Work to be completed:
Nothing but an exact copy of the data should be given.

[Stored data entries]
※ ※ ※

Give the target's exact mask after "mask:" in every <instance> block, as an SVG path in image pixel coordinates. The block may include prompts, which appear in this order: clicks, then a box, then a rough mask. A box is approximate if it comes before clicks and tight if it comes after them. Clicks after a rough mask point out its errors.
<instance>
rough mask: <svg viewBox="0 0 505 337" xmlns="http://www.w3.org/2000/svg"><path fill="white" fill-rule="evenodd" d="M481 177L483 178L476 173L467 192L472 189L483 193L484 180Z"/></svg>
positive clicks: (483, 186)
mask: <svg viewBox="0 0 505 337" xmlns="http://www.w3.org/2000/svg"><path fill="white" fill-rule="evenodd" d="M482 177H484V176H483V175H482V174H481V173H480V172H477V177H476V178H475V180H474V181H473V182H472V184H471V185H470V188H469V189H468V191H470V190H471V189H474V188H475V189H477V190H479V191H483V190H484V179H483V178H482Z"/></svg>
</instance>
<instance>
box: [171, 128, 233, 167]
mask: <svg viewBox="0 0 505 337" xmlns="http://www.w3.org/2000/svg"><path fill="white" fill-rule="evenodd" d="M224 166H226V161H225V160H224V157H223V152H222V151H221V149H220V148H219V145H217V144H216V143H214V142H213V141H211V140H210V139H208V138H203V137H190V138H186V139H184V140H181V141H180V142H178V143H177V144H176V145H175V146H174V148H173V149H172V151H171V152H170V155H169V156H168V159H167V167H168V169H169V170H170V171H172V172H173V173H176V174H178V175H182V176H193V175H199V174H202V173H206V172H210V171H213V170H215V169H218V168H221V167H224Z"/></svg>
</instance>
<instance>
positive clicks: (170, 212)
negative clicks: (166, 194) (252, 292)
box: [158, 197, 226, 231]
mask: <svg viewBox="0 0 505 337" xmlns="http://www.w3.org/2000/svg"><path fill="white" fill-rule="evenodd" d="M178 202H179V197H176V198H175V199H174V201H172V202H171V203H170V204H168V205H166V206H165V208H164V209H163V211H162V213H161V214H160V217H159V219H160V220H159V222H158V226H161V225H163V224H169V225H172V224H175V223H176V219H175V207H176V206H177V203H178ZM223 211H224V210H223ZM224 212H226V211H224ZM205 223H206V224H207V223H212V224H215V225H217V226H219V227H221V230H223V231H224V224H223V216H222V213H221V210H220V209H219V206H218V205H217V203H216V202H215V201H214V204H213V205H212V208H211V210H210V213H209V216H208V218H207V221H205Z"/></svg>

※ ※ ※

Reply to the exercise:
Give the target's exact mask after "mask:" in every <instance> block, as an SVG path in image pixel coordinates. The block may include prompts, which appear in this order: clicks, then a box, then a rough mask. A box is approximate if it comes before clicks and tight if it comes after them. Clicks after a rough mask point out its errors.
<instance>
rough mask: <svg viewBox="0 0 505 337" xmlns="http://www.w3.org/2000/svg"><path fill="white" fill-rule="evenodd" d="M481 177L483 178L476 173L467 192L472 189L483 193L484 180Z"/></svg>
positive clicks: (483, 186)
mask: <svg viewBox="0 0 505 337" xmlns="http://www.w3.org/2000/svg"><path fill="white" fill-rule="evenodd" d="M482 177H484V176H483V175H482V174H481V173H480V172H477V177H476V178H475V180H474V181H473V182H472V184H471V185H470V188H469V189H468V191H470V190H471V189H474V188H475V189H477V190H479V191H483V190H484V179H483V178H482Z"/></svg>
</instance>
<instance>
box: [171, 128, 233, 167]
mask: <svg viewBox="0 0 505 337" xmlns="http://www.w3.org/2000/svg"><path fill="white" fill-rule="evenodd" d="M224 166H226V161H225V160H224V157H223V152H222V151H221V149H220V148H219V145H217V144H216V143H214V142H213V141H211V140H210V139H208V138H203V137H190V138H186V139H184V140H181V141H180V142H178V143H177V144H176V145H175V146H174V148H173V149H172V151H171V152H170V155H169V156H168V159H167V167H168V169H169V170H170V171H172V172H173V173H176V174H178V175H182V176H193V175H199V174H202V173H206V172H210V171H213V170H215V169H218V168H221V167H224Z"/></svg>
</instance>
<instance>
positive clicks: (170, 212)
negative clicks: (166, 194) (252, 292)
box: [158, 197, 226, 231]
mask: <svg viewBox="0 0 505 337" xmlns="http://www.w3.org/2000/svg"><path fill="white" fill-rule="evenodd" d="M178 202H179V197H176V198H175V199H174V201H172V202H171V203H170V204H168V205H166V206H165V208H164V209H163V211H162V213H161V214H160V217H159V219H160V220H159V222H158V226H161V225H163V224H169V225H172V224H175V223H176V219H175V207H176V206H177V203H178ZM223 211H224V210H223ZM224 212H226V211H224ZM205 223H206V224H207V223H212V224H215V225H217V226H219V227H221V230H223V231H224V224H223V216H222V213H221V210H220V209H219V206H218V205H217V203H216V202H215V201H214V204H213V205H212V208H211V210H210V213H209V216H208V218H207V221H205Z"/></svg>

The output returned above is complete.